━━━━━ Extrait du document ━━━━━
Opinion
Libéré mais au
fond du gouffre
Maha Salem

Mercredi 21
décembre 2011
Iraq.
A la veille du retrait des troupes
américaines, le pays connaît l’une de
ses plus graves crises politiques.
Divisons, insécurité et corruption
minent le pays. Le bilan de neuf années
d’occupation est fortement négatif.
La tension est encore
montée d’un cran en Iraq. Le chef du
gouvernement, Nouri Al-Maliki, a
demandé, dimanche dernier, au Parlement
de retirer sa confiance au vice-premier
ministre Saleh Moutlak. Ce dernier
l’avait traité à la télévision de «
dictateur pire que Saddam Hussein ».
Cette motion de défiance intervient dans
le cadre d’une guerre politique entre le
premier ministre et le bloc Iraqiya.
Iraqiya, un bloc
parlementaire sunnite, a suspendu samedi
dernier sa participation aux affaires du
pays. Il accuse le premier ministre,
Nouri Al-Maliki, un chiite, de
concentrer les pouvoirs. Ce retrait d’Iraqiya,
un parti dirigé par l’ex-premier
ministre, Iyad Allaoui, témoigne d’un
retour des tensions politiques à la
veille du départ des soldats américains
et fragilise l’équilibre déjà sensible
entre chiites, sunnites et Kurdes au
sein du gouvernement. Selon un
communiqué, Iraqiya a annoncé qu’il
suspendait sa participation au Parlement
jusqu’à nouvel ordre et a accusé Maliki
de chercher à gagner du temps à travers
sa promesse de former un gouvernement
d’union.
« Comme nous ne
pouvons plus garder le silence sur la
manière dont est administré l’Etat, car
cela conduit le pays vers l’inconnu, le
bloc Iraqiya suspend sa participation au
Parlement à partir de samedi », explique
Iraqiya. Par ailleurs, le bloc Iraqiya a
appelé à l’ouverture d’une table ronde
pour trouver une solution en vue de
soutenir la démocratie et les
institutions civiles.
Second groupe
parlementaire avec 82 députés, derrière
les 159 parlementaires de l’Alliance
nationale, la coalition des partis
religieux chiites Iraqiya dresse un
violent réquisitoire contre Al-Maliki.
Il l’accuse notamment d’avoir « placé
des chars et des véhicules blindés
devant les résidences de dirigeants d’Iraqiya
dans la Zone verte », un secteur
ultra-protégé où vivent les principaux
chefs politiques du pays et où sont
situés notamment les bureaux du chef du
gouvernement ainsi que les ambassades
des Etats-Unis et de Grande-Bretagne. «
Iraqiya refuse la politique consistant à
agir en ignorant les autres partis
politiques, la politisation de la
justice, l’exercice solitaire du pouvoir
et la violation de la loi », assure le
communiqué.
Selon la formation, «
cette manière d’agir pousse les gens à
vouloir se débarrasser de la main de fer
du pouvoir central d’autant que la
Constitution les y autorise », faisant
allusion aux récents votes en faveur de
l’autonomie des provinces à majorité
sunnite d’Anbar, de Salah El-Din et de
Diyala.
━━━━━ Données fournies ━━━━━
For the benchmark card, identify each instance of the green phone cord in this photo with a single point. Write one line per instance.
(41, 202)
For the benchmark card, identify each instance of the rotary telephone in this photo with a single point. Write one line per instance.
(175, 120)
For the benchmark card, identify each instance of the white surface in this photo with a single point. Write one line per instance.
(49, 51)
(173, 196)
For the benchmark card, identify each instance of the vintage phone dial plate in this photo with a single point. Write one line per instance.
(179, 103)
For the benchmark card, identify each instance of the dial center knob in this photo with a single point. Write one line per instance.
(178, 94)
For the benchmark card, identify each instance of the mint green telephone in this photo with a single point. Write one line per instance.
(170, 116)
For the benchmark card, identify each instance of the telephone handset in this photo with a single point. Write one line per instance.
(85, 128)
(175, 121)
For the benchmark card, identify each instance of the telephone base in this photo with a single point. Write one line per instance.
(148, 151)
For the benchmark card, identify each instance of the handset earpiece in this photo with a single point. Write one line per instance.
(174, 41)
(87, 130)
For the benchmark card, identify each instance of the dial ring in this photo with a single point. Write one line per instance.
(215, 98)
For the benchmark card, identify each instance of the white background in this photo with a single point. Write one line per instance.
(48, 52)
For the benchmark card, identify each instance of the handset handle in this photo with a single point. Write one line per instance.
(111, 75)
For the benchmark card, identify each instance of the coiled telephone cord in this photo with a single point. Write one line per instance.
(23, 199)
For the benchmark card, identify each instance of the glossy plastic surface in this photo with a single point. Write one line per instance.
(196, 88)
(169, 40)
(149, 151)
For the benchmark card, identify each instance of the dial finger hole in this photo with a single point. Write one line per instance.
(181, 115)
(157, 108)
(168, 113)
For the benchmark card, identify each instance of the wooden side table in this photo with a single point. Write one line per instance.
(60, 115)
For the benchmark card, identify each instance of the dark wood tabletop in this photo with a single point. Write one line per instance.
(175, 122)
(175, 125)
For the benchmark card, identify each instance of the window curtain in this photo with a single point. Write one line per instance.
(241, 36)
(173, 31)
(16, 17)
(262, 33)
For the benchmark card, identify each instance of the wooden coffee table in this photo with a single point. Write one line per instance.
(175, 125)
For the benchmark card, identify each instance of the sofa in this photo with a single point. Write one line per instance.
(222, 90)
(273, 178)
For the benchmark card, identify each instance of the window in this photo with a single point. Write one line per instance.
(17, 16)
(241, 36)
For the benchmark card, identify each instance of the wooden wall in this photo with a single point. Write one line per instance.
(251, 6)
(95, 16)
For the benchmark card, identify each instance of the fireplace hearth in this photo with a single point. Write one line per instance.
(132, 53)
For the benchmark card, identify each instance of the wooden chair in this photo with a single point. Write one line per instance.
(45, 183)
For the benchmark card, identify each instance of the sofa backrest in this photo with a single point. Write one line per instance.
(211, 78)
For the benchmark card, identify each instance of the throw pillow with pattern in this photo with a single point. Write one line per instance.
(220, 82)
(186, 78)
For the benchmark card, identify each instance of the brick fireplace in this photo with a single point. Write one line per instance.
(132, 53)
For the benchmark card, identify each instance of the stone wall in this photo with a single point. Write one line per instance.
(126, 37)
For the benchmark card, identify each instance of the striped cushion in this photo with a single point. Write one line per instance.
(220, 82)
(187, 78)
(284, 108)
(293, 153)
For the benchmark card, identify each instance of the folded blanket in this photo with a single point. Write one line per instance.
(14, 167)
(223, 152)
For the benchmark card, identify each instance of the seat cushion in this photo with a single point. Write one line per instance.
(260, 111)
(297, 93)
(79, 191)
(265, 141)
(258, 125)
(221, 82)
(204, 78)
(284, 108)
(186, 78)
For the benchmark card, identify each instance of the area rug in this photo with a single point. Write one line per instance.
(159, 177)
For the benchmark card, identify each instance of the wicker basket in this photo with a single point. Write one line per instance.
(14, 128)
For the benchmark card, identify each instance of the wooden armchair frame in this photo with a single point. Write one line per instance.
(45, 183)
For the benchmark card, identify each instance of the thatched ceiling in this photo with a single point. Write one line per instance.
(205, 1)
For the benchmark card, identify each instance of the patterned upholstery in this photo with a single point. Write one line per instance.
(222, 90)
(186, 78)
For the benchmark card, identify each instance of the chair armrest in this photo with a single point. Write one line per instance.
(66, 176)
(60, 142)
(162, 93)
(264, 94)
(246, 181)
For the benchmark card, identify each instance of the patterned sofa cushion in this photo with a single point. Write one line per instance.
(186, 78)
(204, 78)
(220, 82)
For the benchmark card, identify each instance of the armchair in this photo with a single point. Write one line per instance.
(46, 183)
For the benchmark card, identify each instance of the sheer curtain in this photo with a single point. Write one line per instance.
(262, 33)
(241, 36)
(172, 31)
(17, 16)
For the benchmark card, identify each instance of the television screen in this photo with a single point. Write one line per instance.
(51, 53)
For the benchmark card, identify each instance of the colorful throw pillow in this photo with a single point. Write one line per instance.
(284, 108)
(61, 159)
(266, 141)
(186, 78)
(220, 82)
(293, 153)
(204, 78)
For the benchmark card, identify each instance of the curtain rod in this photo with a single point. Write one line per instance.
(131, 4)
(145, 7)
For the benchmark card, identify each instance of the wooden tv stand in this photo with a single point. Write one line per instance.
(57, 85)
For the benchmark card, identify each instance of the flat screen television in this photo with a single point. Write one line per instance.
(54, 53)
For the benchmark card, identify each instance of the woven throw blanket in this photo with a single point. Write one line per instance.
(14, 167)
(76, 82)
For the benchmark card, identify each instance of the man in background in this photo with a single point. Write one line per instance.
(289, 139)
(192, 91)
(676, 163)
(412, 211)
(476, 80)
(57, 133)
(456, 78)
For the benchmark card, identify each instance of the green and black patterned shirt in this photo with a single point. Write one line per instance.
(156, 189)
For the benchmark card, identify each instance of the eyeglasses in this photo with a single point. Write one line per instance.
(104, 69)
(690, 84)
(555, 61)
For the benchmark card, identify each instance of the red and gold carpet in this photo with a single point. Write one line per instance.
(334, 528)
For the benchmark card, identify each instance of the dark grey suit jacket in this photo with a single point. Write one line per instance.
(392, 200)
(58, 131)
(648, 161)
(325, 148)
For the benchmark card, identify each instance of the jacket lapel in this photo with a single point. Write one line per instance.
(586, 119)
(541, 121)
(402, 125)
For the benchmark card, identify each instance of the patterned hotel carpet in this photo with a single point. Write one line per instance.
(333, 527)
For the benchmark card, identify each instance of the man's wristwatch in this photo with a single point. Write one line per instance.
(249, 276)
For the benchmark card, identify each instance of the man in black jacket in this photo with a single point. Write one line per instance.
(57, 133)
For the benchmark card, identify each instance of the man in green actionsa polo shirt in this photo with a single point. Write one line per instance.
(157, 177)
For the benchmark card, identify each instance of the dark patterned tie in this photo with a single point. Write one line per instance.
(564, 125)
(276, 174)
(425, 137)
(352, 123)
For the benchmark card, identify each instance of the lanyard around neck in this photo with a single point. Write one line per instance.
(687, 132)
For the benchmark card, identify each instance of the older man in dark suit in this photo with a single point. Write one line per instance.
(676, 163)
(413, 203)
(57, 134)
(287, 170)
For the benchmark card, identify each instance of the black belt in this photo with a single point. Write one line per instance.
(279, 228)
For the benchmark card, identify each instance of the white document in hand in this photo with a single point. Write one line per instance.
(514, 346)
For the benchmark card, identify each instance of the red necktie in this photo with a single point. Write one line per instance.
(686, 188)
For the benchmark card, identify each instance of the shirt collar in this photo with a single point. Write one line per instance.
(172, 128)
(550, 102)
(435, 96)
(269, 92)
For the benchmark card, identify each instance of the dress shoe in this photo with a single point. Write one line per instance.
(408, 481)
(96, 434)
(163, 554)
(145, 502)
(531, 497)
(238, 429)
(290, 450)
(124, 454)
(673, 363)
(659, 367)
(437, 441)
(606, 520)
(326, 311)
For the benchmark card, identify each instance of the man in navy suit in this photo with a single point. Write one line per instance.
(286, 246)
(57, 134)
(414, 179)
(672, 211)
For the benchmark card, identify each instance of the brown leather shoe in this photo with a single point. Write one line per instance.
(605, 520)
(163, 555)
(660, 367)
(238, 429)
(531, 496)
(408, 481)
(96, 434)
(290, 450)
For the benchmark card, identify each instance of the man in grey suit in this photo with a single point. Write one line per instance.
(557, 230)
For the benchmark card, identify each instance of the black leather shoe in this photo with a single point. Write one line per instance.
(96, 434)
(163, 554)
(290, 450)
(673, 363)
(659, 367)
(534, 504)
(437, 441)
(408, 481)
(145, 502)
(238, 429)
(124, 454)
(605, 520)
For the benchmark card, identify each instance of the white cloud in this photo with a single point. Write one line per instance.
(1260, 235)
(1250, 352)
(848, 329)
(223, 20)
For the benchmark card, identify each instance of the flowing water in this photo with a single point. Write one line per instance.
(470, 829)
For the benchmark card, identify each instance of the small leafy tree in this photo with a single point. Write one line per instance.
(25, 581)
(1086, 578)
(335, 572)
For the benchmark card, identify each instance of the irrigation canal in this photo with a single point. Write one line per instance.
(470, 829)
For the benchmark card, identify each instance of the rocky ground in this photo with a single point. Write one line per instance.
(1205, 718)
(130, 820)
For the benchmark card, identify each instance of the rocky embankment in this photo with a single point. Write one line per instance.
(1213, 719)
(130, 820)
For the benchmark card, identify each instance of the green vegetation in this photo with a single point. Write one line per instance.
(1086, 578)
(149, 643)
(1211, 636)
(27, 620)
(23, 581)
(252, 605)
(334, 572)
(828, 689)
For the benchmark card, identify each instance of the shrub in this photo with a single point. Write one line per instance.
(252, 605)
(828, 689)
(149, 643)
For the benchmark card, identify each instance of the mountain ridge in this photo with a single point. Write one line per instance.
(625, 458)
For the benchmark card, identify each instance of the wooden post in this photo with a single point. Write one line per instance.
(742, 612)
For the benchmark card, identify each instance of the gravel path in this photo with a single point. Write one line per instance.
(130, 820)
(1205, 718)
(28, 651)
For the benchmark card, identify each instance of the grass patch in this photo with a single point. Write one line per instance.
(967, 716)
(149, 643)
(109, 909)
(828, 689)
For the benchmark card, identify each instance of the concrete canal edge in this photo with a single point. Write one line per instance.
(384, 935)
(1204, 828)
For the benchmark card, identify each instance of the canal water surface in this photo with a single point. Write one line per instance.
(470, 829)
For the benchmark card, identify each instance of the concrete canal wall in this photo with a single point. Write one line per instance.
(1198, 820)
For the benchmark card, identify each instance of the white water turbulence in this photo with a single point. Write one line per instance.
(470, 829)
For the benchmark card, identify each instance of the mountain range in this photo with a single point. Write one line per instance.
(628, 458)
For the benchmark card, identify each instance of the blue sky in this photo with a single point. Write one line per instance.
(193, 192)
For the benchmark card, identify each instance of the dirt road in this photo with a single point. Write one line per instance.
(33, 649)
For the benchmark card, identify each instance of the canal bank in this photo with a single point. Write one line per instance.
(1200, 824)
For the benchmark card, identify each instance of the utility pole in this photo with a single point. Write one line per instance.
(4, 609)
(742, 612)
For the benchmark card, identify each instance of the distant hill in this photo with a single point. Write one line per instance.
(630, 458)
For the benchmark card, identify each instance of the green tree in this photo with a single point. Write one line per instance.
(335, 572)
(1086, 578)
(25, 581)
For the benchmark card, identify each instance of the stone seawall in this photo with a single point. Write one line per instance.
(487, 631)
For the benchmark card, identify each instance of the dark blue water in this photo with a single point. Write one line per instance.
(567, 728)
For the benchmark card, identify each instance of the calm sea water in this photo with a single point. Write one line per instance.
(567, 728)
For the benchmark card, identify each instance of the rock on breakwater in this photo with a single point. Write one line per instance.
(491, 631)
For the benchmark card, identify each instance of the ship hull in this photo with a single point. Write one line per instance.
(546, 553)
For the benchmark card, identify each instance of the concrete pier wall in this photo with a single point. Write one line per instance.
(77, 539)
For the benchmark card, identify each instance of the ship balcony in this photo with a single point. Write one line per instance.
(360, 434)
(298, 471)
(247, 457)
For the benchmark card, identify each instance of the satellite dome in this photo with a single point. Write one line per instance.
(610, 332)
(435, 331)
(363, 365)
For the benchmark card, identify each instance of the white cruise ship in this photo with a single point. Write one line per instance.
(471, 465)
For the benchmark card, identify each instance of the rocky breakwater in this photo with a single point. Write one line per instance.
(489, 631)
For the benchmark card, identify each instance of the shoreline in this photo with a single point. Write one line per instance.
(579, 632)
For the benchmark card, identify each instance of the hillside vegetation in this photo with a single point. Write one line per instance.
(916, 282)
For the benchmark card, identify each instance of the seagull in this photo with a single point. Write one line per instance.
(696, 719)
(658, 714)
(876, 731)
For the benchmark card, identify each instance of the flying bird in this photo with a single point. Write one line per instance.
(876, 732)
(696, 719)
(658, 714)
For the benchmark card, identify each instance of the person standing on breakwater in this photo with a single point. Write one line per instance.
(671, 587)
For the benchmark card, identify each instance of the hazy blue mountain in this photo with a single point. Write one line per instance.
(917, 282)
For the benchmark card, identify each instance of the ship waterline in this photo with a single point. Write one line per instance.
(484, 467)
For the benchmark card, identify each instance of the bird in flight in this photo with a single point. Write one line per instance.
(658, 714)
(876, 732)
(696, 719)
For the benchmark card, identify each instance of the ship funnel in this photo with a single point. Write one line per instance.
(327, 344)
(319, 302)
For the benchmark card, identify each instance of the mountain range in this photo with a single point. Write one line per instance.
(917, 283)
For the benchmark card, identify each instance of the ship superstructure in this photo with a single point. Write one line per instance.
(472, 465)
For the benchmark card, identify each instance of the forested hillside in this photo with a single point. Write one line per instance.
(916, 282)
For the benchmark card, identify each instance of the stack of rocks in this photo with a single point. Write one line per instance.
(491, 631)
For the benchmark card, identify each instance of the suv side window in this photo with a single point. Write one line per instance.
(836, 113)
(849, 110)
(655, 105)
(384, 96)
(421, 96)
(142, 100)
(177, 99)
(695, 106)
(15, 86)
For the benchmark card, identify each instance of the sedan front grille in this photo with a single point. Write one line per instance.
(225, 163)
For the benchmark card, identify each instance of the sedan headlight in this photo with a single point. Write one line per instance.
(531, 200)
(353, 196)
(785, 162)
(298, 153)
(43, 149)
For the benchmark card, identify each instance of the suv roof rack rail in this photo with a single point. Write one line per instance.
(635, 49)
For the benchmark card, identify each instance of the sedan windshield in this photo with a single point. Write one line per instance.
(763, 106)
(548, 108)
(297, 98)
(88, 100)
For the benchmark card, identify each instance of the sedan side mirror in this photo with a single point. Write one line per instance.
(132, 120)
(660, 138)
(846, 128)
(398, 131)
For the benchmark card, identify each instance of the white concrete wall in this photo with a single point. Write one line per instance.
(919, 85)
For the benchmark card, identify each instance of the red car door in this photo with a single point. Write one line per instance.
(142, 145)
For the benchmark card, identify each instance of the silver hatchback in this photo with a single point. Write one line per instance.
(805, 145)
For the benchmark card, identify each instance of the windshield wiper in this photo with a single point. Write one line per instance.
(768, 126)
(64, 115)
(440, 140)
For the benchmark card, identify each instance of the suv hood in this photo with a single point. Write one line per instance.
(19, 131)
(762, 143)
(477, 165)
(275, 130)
━━━━━
**Objectif**
Dites si chacune de ces affirmations concorde avec l’article sur l’Iraq, par oui ou par non, en citant les mots décisifs de l’article : (a) Iraqiya compte 82 députés ; (b) Saleh Moutlak a qualifié Al-Maliki de dictateur à la radio ; (c) Iraqiya est dirigé par Iyad Allaoui.

**Réponse**
(a) Oui : « Second groupe parlementaire avec 82 députés ».
(b) Non : « l’avait traité à la télévision ».
(c) Oui : « un parti dirigé par l’ex-premier ministre, Iyad Allaoui ».